begin Provided records

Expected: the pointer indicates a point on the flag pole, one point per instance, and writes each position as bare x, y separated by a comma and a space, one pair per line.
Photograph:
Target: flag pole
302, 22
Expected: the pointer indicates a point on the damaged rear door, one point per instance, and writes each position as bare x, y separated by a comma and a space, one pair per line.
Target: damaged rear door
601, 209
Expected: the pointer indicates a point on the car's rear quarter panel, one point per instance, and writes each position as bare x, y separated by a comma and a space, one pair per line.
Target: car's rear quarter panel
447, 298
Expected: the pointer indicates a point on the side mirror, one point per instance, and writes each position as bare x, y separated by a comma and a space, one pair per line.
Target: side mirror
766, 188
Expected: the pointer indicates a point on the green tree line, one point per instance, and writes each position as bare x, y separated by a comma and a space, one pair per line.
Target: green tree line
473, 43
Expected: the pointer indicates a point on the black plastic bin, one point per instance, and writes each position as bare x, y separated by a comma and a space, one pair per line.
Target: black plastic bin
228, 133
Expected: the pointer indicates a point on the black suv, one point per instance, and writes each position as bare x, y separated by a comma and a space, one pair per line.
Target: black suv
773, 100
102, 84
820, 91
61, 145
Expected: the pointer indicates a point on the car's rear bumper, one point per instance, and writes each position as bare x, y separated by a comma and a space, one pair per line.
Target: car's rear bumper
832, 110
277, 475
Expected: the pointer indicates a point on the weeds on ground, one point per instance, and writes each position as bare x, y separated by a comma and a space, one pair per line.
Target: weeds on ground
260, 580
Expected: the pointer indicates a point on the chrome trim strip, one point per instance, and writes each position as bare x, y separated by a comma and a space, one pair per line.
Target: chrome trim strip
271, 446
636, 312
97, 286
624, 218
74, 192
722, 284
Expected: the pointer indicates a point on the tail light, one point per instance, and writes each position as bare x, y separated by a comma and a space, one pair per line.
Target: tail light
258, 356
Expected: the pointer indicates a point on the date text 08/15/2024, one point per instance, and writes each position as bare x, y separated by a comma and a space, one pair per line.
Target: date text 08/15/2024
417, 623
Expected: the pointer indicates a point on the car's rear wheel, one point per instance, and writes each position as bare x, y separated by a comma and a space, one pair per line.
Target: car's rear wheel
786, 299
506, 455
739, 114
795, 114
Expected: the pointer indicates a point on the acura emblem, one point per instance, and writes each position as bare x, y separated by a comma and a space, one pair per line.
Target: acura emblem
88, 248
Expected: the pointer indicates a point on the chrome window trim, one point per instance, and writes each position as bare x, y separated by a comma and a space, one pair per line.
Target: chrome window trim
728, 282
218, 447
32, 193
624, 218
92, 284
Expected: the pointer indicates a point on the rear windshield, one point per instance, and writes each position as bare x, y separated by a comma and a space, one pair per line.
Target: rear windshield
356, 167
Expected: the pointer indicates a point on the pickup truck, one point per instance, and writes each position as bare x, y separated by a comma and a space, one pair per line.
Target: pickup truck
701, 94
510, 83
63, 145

end Provided records

**To be done:** Can you write out all of the data above again, switching every "the pointer" for "the cursor" and keeping everything else unchanged?

**The result:**
Expected: the cursor indicates a point on the flag pole, one point per instance, and writes each position as bare x, y separated by a comma and a space, one pair per line.
Photograph:
Target: flag pole
302, 22
Expected: the cursor indicates a point on the damaged rear door, one point per instance, and writes each position as bare x, y separated by a comma and a space, one pair per line.
Target: damaged rear door
601, 209
Expected: the cursor indicates a point on the car's rear quarter panel, one point per instance, and writes each position as bare x, y separated by a comma and a space, one pair per line.
Target: car's rear quarter panel
447, 298
Expected: the cursor indicates a point on the side mirror, one point per instance, and writes each position as bare x, y separated by a comma and a space, one pair per line.
Target: side mirror
766, 188
Expected: the cursor indicates a point on the green tree line, one point per instance, and writes each position as bare x, y separated by a comma and a space, one pair per line.
Target: green tree line
473, 43
Expected: the cursor indicates a point on the black plastic bin, one point per instance, and writes each position as bare x, y separated by a comma and a space, one pair per line.
Target: black plastic bin
228, 133
Expected: the cursor indicates a point on the black suv, one point per instance, and writes each position as bare x, y separated by a comma and a space, one pair per line.
Target: black suv
773, 100
102, 84
820, 91
61, 145
Expected: the cursor indicates a point on the car's rear bumper, one point per instance, and writes each position as bare x, y separated by a comma and a space, one pair per line.
Target: car's rear bumper
832, 110
277, 475
Expected: the cursor indicates a point on the weeds on ground, one point per instance, and writes each position as bare x, y separated by a comma and a space, one pair per line.
Target: weeds on ground
260, 580
Expected: the cursor indicates a point on the chrome trim strip, one point per instance, and writes each position as bare x, y separated by a comma and a space, one pair per line.
Target: chrome trim strip
271, 446
636, 312
97, 286
624, 218
74, 192
722, 284
Expected: the cursor indicates a point on the tail light, one point per instance, and writes each position as bare x, y separated by a comma and a space, one pair per line.
Target: tail light
258, 356
Expected: the cursor indicates a point on the date text 08/15/2024, one point per instance, and writes each position as bare x, y separated by a comma and a space, one pair per line.
Target: date text 08/15/2024
417, 623
Expected: the cursor indicates a point on the car's rear wheel, one point per instance, and writes each position as bare x, y separated by a comma and a space, one pair per line.
Target: car's rear wheel
786, 299
506, 455
739, 114
795, 114
Expected: the cursor indicates a point on the acura emblem, one point per instance, and writes each position as bare x, y separated by a comma and a space, one pair per line.
Target: acura emblem
88, 248
Expected: the cursor indicates a point on the chrome window trim, one point per instance, and writes each position as bare x, y separated by a comma and a space, one pair per line.
Target: chrome window trim
728, 282
218, 447
32, 193
624, 218
92, 284
Expected: the cursor indicates a point on the rear windshield, one point per instance, and writes each position as bare x, y separated by a comma and a space, one pair per line.
Target: rear windshield
356, 167
Expected: the cursor indicates a point on the pickup truck, one point per instance, and writes each position as bare x, y separated by a comma and a space, one pair per line.
Target: pickup truck
701, 94
510, 83
63, 145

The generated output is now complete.